MATERIAL TO PROCESS:
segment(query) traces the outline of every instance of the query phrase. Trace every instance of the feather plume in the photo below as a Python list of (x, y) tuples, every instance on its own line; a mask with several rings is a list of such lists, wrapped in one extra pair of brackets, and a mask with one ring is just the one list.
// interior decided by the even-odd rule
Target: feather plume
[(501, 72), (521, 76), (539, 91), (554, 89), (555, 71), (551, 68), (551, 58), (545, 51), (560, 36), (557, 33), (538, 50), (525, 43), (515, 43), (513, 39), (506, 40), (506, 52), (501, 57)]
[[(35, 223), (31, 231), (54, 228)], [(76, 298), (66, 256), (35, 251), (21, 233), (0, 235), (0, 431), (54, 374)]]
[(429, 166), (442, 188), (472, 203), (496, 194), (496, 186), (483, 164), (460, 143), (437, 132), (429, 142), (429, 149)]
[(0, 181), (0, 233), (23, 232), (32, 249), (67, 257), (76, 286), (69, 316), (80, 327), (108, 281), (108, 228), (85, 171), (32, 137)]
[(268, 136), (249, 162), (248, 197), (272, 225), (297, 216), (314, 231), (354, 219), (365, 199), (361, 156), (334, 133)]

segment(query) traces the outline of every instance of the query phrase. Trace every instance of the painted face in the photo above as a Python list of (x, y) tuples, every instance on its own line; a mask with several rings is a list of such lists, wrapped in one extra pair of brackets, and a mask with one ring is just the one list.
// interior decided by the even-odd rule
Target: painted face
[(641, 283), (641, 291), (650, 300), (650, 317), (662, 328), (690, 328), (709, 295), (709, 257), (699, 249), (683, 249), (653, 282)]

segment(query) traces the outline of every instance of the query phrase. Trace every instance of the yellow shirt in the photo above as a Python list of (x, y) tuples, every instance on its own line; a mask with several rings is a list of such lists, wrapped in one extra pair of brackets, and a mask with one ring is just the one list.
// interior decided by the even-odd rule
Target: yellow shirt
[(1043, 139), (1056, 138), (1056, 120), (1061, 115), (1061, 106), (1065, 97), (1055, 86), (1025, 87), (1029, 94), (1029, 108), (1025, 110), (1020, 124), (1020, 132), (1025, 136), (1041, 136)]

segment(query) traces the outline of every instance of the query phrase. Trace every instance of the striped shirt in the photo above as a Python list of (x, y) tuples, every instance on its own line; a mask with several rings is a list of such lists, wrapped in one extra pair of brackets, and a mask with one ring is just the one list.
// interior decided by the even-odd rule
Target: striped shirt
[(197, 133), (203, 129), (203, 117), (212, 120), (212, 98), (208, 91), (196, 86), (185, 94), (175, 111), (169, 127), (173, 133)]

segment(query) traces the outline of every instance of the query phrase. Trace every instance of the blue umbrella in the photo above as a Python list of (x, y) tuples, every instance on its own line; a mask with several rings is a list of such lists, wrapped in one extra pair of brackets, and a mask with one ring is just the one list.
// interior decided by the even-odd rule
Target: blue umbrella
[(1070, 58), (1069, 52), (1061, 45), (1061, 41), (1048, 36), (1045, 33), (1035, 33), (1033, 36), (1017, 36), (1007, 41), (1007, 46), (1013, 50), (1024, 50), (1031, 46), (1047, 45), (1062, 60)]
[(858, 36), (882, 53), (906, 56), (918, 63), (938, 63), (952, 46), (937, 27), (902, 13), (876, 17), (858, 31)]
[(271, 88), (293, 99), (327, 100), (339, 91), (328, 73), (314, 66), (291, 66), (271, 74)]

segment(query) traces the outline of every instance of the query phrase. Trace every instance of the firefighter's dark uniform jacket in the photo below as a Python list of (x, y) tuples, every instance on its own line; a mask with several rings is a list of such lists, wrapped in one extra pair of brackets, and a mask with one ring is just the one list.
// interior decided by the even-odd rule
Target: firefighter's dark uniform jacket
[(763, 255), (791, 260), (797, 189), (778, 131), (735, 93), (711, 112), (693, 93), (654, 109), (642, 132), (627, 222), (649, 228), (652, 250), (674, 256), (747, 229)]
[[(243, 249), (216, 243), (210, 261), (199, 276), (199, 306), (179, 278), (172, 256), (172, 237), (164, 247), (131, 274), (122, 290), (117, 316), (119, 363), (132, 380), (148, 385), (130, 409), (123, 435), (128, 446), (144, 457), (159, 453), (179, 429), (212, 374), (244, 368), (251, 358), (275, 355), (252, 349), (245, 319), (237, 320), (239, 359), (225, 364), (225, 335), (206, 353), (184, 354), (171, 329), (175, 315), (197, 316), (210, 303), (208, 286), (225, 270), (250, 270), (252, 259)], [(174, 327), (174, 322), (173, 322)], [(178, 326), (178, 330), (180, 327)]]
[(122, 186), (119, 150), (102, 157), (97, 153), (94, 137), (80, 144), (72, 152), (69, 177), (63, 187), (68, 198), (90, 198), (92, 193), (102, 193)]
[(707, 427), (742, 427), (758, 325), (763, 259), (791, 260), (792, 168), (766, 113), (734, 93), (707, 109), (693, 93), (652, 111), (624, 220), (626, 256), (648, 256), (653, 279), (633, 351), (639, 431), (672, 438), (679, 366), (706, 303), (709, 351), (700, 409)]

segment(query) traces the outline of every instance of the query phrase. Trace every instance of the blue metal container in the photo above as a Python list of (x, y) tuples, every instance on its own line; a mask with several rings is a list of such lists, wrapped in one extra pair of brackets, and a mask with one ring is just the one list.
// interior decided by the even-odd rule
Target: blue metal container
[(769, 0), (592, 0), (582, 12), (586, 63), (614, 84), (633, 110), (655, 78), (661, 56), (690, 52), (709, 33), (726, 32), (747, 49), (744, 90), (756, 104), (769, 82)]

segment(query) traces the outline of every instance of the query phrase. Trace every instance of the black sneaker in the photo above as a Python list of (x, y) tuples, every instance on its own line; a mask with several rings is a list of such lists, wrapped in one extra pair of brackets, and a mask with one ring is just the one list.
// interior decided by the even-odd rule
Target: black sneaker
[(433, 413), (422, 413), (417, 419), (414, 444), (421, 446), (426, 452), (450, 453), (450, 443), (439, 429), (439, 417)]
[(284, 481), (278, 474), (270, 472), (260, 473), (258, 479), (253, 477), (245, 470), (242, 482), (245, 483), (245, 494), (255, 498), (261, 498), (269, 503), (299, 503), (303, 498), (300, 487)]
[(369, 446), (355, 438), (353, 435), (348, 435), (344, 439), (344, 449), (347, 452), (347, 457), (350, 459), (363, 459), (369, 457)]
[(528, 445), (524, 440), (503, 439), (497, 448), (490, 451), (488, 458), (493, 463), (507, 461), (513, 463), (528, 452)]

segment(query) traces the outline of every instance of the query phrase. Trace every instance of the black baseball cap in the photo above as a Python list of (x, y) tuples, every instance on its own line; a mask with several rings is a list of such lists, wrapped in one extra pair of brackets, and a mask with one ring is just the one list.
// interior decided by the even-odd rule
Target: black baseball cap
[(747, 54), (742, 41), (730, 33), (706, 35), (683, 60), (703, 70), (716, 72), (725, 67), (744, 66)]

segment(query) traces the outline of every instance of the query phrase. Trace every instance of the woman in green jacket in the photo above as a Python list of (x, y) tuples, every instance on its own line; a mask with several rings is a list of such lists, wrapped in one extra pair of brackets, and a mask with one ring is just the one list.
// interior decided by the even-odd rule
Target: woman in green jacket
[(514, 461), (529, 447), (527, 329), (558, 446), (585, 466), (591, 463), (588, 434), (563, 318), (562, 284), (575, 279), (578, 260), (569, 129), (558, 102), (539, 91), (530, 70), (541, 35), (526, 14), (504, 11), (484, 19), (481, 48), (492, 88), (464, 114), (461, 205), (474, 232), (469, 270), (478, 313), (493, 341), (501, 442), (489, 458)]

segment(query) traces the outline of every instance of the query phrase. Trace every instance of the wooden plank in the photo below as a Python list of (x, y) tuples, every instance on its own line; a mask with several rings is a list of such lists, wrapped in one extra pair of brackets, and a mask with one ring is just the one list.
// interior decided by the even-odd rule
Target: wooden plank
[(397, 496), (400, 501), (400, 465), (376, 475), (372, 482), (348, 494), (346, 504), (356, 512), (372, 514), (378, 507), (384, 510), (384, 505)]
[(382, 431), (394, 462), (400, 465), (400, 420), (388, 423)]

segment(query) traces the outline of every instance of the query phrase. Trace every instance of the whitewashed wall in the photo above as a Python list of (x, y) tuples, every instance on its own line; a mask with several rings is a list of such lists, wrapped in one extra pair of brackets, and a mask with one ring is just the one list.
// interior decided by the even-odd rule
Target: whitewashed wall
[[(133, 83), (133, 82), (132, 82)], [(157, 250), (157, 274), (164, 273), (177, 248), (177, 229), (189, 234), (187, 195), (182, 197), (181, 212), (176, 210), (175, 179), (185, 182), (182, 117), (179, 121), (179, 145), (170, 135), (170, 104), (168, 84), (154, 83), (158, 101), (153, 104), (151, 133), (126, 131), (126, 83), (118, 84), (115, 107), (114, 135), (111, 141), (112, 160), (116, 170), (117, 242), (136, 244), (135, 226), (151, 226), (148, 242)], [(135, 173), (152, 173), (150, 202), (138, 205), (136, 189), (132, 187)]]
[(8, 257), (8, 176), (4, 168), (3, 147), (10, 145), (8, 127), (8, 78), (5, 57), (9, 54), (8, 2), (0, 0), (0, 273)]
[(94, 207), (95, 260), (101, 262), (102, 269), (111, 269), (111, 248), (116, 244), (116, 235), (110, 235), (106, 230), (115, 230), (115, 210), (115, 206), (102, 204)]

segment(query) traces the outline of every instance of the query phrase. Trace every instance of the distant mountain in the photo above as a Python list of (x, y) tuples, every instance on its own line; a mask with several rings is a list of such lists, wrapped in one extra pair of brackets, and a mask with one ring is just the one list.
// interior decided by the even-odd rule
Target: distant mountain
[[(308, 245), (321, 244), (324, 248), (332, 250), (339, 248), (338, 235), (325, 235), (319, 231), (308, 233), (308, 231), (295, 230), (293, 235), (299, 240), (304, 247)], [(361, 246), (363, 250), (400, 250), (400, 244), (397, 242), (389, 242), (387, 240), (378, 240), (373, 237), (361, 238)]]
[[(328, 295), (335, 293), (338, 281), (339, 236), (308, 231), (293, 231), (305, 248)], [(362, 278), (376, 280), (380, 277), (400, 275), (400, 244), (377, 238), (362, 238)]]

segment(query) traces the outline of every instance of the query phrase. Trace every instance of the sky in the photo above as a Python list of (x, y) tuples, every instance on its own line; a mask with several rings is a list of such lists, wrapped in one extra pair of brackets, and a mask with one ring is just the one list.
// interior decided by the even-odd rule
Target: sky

WORK TO COMPLETE: Scan the material line by line and report each one that contains "below".

FINISHED TASK:
segment(query) traces the outline of every instance of the query phrase. Trace every instance of the feather plume in the photo below as a Python list of (x, y) tuples, every instance on its own line; a mask with several rings is a list of such lists, wrapped in one extra pair of brackets, and a mask with one ring is just the one list.
segment(query) traces the outline of every instance of the query phrase. Trace every instance of the firefighter's dark uniform jacket in the photo below as a Python list of (x, y) tuples, every instance on its own line; a mask with several rings is a list of such lists, wrapped in one extra pair of brackets, and a mask with one ring is just the one list.
segment(query) traces the outline of every instance of the query phrase. Trace every instance of the wooden plank in the photo below as a Python list of (x, y) tuples, every instance on its own line; a mask with several rings is a list of such lists, wrapped in one extra pair of brackets, and a mask with one ring is just the one list.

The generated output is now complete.